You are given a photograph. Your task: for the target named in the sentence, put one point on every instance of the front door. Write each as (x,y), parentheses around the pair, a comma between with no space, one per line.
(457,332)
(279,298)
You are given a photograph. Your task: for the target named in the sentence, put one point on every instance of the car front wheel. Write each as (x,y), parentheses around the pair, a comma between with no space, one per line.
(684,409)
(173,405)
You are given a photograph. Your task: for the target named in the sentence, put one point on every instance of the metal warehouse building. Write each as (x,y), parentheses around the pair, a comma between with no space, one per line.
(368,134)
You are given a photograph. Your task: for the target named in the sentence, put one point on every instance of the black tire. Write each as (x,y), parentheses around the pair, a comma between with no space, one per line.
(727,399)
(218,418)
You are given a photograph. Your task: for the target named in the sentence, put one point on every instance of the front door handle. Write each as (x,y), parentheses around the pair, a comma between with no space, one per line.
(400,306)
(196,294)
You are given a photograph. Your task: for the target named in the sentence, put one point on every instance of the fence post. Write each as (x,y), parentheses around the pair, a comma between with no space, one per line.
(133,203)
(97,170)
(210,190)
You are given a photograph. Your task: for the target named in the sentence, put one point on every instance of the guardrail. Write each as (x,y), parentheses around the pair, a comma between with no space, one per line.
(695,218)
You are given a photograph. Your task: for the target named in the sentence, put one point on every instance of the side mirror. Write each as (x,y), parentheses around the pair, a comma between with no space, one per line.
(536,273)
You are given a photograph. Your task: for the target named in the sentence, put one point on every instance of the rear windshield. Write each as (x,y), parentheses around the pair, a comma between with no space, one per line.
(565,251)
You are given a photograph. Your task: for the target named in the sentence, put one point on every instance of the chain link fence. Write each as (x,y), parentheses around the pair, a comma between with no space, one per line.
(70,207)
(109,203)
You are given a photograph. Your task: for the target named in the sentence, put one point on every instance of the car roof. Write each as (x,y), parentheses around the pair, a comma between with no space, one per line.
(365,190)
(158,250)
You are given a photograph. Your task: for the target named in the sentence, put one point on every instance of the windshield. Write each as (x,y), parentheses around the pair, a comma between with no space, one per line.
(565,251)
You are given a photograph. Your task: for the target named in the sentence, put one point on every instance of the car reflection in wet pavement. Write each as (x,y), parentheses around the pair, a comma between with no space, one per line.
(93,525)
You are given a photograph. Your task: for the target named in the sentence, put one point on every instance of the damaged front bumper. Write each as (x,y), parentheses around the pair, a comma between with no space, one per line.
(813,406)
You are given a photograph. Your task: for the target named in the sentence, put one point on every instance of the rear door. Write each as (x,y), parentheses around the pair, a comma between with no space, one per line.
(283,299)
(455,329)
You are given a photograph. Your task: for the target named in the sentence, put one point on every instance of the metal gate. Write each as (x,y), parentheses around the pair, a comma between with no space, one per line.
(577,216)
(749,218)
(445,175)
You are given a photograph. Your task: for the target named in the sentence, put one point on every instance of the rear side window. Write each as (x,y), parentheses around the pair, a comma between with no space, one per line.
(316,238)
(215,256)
□ □ □
▶ **TASK PROMPT**
The whole listing needs repeating. Match each line exactly.

▶ **RESULT**
You are given a photograph. Your task: for the target named in the sentence, put one point on every instance of the front door. Write each as (x,y), parentheses around the pair, a comma between with no space, one per line.
(457,332)
(279,298)
You are given a photograph. Your task: for the target named in the sentence, put one point on every instance of the car front wheel. Write each as (x,y), parentheses around the pair, a comma between with no space, one per line.
(684,409)
(173,405)
You are given a photograph. Your task: for the target named in the sentence, put one point on every instance of the metal warehouse building. Write each as (x,y), parentheses around the pair, a comma between with no space, one per line.
(368,134)
You are given a photograph. Your task: for the target named in the sentence, put one point on every instance of the black tire. Write each as (x,y), parentheses around the pair, a comma between with no space, one per line.
(727,399)
(218,418)
You are given a photograph. Your task: for the target named in the sentence, put one point on every instance of the front door handle. Write each as (x,y), parentheses around the pair, a comma between with no space, one per line.
(400,306)
(196,294)
You are given a photograph. Your task: for the target named in the sentence, put one point on every instance of the fence post. Write each as (x,y), parentheses around the pair, a comma between with no space, one per line.
(133,203)
(97,170)
(210,190)
You are given a photograph. Your task: for the target named in the sentence, put one point on every instance of the guardrail. Write each as (x,y), parentheses around the pair, a comma between with no space, one per line.
(695,218)
You are given a photograph. Your task: for the target named in the sentence, put one point on every instance of the side mirror. Write each as (x,y), parentheses around the pair, a comma between with no space, one per line.
(536,273)
You are given a photograph. Your task: for the target named in the sentence, put one point on every instance of the rear windshield. Write each as (x,y), parentheses around the pair, a comma between with no space, one per line.
(565,251)
You are given a photograph. Your task: for the target named in the sentence, put one point on every instance of the chain link fence. Write each as (x,y), parentheses around the pair, a comma between with no space, one per line.
(70,207)
(109,203)
You are given a photograph. Your task: for the target named in the sentence, put one point on every instance of the car roof. Write each as (x,y), parentheses around the pair, a comma between with no space, one per line.
(365,190)
(158,250)
You are given a photograph. Your task: for the target named in the sentence, put one point on every instance of the windshield. Write each as (x,y), parentheses around the pair, a comma between with no space, one per line.
(565,251)
You are given a photograph. Your task: for the target named in the sentence, put one point on every instance of the car reflection in wet pavement. Write each as (x,y), parentheses around the pair, a comma between with no space, one per line.
(93,525)
You are given a photograph. Your task: for the target named in the sentence, put one point on every instance of the damaged front bumper. Write each as (x,y), parentheses around the pair, a comma between with no space, one per line.
(813,406)
You are given a photograph. Your task: for the target named in the sentence, put one point on every instance of the rear door. Write each as (x,y), parentheses around the pair, a comma between with no space, one per line.
(283,299)
(455,329)
You are given a photograph. Your task: for the target named in the sentence, put one point on every instance of the metal gate. Write each as (x,y), parentheses around the pair, a comma between with no space, one per line.
(577,216)
(749,218)
(445,175)
You are given a photograph. Your task: for the target named in the sentence, put one point on every instance of the rear side window. Write each as (x,y), parentheses around the pair, a comma between with no space, one per line.
(316,238)
(215,256)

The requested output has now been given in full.